読む文章 |
◇ ◇ ◇ ◇ ◇

ベビーサインの基礎知識

まだおしゃべりできない赤ちゃんとのコミュニケーション方法「ベビーサイン」。
第3回は、ベビーサインのメリットについてまとめて紹介します。

ベビーサインは、赤ちゃんと手やジェスチャーを使ってコミュニケーションをとる、アメリカ発祥の育児方法

1980年代半ばの米国で、児童心理学者リンダ・アクレドロ氏が、1歳になった娘がジェスチャーのようなものでコミュニケーションをとろうとしていることに気づき、友人のスーザン・グッドウィン氏とともに研究を始めたのがきっかけ。それにより、『ベビーサイン』と言う言葉が誕生し、1990年以降に日本でも子育てを助ける育児法のひとつとして注目を浴びるようになりました。

赤ちゃんは、口や舌、喉の筋肉が未発達のため、言葉を使って会話ができるようになるのは2歳頃と言われています。手は比較的早くから動かせるため、赤ちゃんにとってベビーサインは、お話できるようになるまでの期間限定のコミュニケーションツールとして役立ちます。

赤ちゃんにもママにもうれしい、ベビーサインの4つの効果

1.育児によるストレスが軽減される

赤ちゃんは「泣く」という方法でしか気持ちを伝えることができません。もし、赤ちゃんが泣かずに欲求や気持ちをサインで伝えられ、通じ合えたら親子ともにストレスを感じることが少なくなりますよね。また、今まで共有することが難しいとされていた、“赤ちゃんの世界”をほんの少しですが知ることができ、どんなものに興味を持ち、何を感じているのか、喜びを分かち合うことができます。

 

2.赤ちゃんの健康や安全を管理してあげられる

赤ちゃんの行動範囲が広くなると、危険なことに遭遇することが増えます。そんなとき“痛い”“熱い”などのサインを知っていると、赤ちゃんに注意を促し、危険を防ぐことができます。また、赤ちゃん自身が痛みをサインで伝えられるようになると、すぐに不快感を取り除いてあげられたり、病気の早期発見にもつながります。

◇ ◇ ◇ ◇ ◇

資料一覧 |

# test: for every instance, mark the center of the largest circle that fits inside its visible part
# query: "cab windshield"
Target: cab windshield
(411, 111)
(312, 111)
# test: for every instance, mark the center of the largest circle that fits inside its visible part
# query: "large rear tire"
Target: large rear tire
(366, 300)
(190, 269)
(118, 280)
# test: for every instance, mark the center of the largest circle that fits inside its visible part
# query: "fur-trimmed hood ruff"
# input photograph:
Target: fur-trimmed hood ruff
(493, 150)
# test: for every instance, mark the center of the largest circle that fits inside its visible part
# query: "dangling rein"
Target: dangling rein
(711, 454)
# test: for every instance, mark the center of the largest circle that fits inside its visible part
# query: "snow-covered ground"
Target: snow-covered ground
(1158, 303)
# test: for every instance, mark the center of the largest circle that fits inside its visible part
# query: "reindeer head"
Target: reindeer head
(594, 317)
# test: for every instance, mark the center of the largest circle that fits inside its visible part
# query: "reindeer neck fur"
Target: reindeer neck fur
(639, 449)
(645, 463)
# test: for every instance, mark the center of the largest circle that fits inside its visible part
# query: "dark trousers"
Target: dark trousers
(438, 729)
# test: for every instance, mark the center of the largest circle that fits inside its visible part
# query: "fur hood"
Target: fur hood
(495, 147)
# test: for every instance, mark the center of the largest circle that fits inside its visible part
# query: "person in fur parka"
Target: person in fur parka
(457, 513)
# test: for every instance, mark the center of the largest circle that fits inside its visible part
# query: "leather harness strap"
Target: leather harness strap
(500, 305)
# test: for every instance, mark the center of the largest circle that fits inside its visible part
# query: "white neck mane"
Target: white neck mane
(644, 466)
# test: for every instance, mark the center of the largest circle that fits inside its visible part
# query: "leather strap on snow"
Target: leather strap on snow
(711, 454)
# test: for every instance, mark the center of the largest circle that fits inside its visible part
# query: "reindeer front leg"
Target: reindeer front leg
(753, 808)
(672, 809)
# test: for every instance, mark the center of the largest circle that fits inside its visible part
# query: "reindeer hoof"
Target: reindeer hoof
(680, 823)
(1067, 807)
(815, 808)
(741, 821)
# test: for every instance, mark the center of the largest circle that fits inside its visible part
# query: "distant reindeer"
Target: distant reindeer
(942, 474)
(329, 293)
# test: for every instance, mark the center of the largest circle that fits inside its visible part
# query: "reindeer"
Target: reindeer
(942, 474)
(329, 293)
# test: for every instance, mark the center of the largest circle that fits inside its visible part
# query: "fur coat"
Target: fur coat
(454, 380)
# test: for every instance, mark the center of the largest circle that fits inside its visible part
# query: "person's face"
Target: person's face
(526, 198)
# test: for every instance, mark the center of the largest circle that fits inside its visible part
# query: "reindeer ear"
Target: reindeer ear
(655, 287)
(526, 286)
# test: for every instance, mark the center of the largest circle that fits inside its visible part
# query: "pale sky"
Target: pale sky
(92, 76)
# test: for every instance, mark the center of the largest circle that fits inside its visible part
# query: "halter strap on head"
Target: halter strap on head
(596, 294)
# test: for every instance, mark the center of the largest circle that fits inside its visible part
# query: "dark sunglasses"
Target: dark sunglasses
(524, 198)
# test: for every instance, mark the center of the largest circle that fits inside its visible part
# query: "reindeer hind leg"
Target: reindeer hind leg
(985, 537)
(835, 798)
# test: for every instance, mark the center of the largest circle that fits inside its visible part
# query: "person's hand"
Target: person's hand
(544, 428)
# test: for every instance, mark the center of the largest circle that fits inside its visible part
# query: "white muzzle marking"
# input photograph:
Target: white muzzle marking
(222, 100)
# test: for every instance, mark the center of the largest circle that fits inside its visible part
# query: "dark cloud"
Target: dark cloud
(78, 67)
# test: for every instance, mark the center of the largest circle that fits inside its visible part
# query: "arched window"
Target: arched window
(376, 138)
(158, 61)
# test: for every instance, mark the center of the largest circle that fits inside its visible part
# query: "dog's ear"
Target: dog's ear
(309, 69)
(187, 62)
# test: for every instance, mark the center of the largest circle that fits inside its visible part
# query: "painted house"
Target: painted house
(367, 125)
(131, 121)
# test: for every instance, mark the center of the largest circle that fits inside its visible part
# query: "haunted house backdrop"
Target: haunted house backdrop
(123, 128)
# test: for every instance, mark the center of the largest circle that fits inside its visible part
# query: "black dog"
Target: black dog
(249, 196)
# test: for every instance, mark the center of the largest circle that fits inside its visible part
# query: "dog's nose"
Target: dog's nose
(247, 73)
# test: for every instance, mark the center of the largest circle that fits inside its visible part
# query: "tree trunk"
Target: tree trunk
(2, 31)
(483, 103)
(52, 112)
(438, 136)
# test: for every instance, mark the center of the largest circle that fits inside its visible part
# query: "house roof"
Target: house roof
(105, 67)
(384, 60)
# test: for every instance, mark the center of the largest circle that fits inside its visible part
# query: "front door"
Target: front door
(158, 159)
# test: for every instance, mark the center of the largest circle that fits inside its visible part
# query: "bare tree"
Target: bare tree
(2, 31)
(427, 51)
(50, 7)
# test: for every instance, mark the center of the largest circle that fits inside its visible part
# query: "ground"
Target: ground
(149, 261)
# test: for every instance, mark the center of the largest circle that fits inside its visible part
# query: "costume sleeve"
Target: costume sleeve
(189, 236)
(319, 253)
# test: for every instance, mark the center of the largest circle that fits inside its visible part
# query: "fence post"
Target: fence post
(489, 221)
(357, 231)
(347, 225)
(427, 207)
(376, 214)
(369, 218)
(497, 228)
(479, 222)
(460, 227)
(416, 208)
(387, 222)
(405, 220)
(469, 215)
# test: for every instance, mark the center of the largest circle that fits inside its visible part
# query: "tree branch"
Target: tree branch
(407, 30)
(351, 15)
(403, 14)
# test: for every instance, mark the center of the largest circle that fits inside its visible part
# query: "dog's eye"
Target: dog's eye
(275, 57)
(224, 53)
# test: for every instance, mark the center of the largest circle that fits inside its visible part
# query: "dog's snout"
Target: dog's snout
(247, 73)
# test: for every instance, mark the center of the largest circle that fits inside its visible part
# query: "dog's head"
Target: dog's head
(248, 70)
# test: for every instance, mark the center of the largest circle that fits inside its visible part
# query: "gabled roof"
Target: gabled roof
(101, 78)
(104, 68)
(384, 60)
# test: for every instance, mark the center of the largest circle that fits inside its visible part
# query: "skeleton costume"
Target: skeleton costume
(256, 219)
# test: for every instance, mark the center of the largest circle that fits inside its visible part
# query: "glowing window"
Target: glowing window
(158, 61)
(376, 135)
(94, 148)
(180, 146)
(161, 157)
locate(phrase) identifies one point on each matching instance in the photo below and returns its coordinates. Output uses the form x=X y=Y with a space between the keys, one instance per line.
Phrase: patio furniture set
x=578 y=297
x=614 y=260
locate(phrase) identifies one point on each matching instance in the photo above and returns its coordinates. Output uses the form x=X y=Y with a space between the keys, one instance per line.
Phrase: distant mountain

◇ ◇ ◇ ◇ ◇

やること |
- 1) ベビーサインの文章を「まだおしゃべりできない赤ちゃんとのコミュニケーション方法「ベビーサイン」。」から始めて「を分かち合うことができます。」まで、一字も変えずに書き写して返してください。
- 2) ベビーサインの文章を、最後の文のあとから書き進めてください。
資料は、ベビーサインの文章とは関係ありません。

結果一覧 |
- 1)
まだおしゃべりできない赤ちゃんとのコミュニケーション方法「ベビーサイン」。
第3回は、ベビーサインのメリットについてまとめて紹介します。

ベビーサインは、赤ちゃんと手やジェスチャーを使ってコミュニケーションをとる、アメリカ発祥の育児方法

1980年代半ばの米国で、児童心理学者リンダ・アクレドロ氏が、1歳になった娘がジェスチャーのようなものでコミュニケーションをとろうとしていることに気づき、友人のスーザン・グッドウィン氏とともに研究を始めたのがきっかけ。それにより、『ベビーサイン』と言う言葉が誕生し、1990年以降に日本でも子育てを助ける育児法のひとつとして注目を浴びるようになりました。

赤ちゃんは、口や舌、喉の筋肉が未発達のため、言葉を使って会話ができるようになるのは2歳頃と言われています。手は比較的早くから動かせるため、赤ちゃんにとってベビーサインは、お話できるようになるまでの期間限定のコミュニケーションツールとして役立ちます。

赤ちゃんにもママにもうれしい、ベビーサインの4つの効果

1.育児によるストレスが軽減される

赤ちゃんは「泣く」という方法でしか気持ちを伝えることができません。もし、赤ちゃんが泣かずに欲求や気持ちをサインで伝えられ、通じ合えたら親子ともにストレスを感じることが少なくなりますよね。また、今まで共有することが難しいとされていた、“赤ちゃんの世界”をほんの少しですが知ることができ、どんなものに興味を持ち、何を感じているのか、喜びを分かち合うことができます。

- 2)
私の場合、息子が1歳5か月の頃、鼻水だけがダラダラと続いたときがあり、軽い風邪だろうと思っていたら、何日かすると“痛い”というサインをするので病院に連れて行くと、中耳炎の一歩手前ということが!

このように、ベビーサインを始めるとやっていてよかった!と思える瞬間にたくさん出会います。

 

“痛い”のサインを教えるコツ!

赤ちゃんが転んで泣いているときに“痛い?”のサインをしても、それどころじゃない! と見てもらえないことが多いはず。タイミングを見て少し落ち着いてから、「さっきは痛かったね」とサインを見せながら声をかけてみましょう。

また、お友達が転んで泣いているとき、赤ちゃんがママを噛んだり叩いたりしたとき、お人形やおもちゃを投げたりしたときにも、声かけと一緒に“痛い”のサ インを見せてあげて。“痛い”のような形容詞は、体感することで覚えるため、なかなか出にくいサイン。いろいろな場面で視覚的に見せていくことで“痛い” という概念を理解してもらえます。危険なことを避けたいときも、「痛い痛いだよ、危ないよ!」と注意を促せますよ。

 

「痛い」

両手の人指し指の先を、トントンと数回触れ合わせます。

痛そうな表情をつけることもポイント!

 

3.言語能力が身につく

「言葉の発達が遅くなるのでは?」と心配される方もいますが、ベビーサインは語りかけと一緒に行うので話し言葉への影響はありません。むしろ赤ちゃんは、ベビーサインによってコミュニケーションの楽しさを早くから知るため、ものの名前やその使い方を早く理解することがわかっています。米国では、ベビーサインをしていた子はそうでない子よりも語彙が豊富になるという研究結果が出ています。

 

4.親子の絆が深まる!

赤ちゃんは欲求を伝えるだけではなく、発見や話題をなげかけてきます。例えば、外で車のサイレンがなれば“車”のサイン、本に描かれている花の絵を見て “花”のサインをして教えてくれます。サインが出ると赤ちゃんを褒めてあげる機会も増え、とてもいい親子関係が築けます。また、赤ちゃんの意思を理解してあげられるので、赤ちゃんの安心感にもつながります。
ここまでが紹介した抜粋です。